ACTION ITEM:
Filter the entries, keeping every line with the string "pole".

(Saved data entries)
....................
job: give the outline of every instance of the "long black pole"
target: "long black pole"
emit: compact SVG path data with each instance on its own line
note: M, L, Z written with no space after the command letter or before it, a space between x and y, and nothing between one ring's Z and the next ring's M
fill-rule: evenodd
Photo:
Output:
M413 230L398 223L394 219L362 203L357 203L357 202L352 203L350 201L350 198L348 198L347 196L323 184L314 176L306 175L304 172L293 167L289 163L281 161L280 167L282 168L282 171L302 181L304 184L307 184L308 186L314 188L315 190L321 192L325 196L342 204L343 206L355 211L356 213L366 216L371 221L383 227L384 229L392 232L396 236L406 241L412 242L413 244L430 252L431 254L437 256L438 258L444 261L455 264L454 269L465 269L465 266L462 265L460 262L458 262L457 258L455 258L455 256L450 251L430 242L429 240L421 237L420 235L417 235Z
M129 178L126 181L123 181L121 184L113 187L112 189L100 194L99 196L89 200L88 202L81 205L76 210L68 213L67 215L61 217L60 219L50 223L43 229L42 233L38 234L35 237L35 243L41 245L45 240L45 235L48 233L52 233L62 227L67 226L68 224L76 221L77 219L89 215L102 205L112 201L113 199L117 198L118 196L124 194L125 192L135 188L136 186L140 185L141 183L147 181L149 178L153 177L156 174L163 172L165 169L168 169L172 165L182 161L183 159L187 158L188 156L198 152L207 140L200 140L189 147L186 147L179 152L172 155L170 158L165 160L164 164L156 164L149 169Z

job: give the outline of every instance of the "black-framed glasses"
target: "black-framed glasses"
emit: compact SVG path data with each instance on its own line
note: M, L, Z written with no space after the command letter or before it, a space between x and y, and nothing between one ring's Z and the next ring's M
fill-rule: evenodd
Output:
....................
SOLUTION TO THIS EXERCISE:
job: give the outline of every instance of the "long black pole"
target: "long black pole"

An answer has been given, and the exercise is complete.